EXERCISE DIRECTIONS:
Reproduce the listing from the line that contains "# test: locate() returns one point per instance of the camera" through its last line, both included, and nothing else. Keep every request line unchanged, but rescale each answer coordinate by multiplying it by 1.7 and rounding to the nearest whole number, with halves rounded up.

________________

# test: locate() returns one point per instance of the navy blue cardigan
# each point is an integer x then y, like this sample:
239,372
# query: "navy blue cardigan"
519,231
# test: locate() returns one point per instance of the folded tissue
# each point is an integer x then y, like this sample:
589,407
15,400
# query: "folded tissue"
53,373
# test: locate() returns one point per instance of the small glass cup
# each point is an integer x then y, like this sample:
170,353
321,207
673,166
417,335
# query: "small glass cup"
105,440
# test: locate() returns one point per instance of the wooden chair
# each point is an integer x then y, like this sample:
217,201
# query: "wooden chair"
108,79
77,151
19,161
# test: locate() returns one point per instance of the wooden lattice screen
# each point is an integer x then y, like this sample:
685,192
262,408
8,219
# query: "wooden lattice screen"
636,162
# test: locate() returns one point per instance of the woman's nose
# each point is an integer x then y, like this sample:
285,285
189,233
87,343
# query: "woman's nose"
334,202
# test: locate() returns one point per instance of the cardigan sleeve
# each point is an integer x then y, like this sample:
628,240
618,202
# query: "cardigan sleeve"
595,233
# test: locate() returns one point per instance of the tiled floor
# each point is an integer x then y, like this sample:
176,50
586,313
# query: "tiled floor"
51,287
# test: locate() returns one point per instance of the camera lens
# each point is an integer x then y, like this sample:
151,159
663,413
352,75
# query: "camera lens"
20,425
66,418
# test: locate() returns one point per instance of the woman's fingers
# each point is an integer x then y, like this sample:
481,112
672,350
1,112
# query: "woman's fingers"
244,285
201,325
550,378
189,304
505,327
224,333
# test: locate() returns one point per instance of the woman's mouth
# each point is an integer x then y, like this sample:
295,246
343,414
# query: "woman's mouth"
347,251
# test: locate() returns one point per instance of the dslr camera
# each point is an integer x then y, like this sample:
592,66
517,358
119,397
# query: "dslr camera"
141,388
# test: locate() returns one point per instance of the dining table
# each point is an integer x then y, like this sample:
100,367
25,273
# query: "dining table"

________________

SOLUTION TO THIS TASK:
# test: locate() returns one point per instance of the camera lens
# each point is an integer x then y, like this sample:
151,159
663,413
352,75
# query: "camera lens"
34,723
112,711
# test: locate() returns one point per instance of the woman's fingers
# each point is an integer x then y, like this sample:
481,112
672,350
1,112
# query: "woman's fingers"
415,485
342,553
935,643
321,517
859,556
381,566
# test: locate() returns one point per instance of the woman's mouth
# each point is an integer x then y, like this sample:
295,246
343,414
# query: "woman's mouth"
590,427
# test: locate() returns one point per instance of the dslr camera
# each point is an integer x then y, like this sample:
592,66
517,358
119,397
# query: "dslr camera"
240,660
# test: locate() returns one point per instance of the dining table
# each point is an integer x then y, like this sample:
100,367
25,273
# query: "dining table"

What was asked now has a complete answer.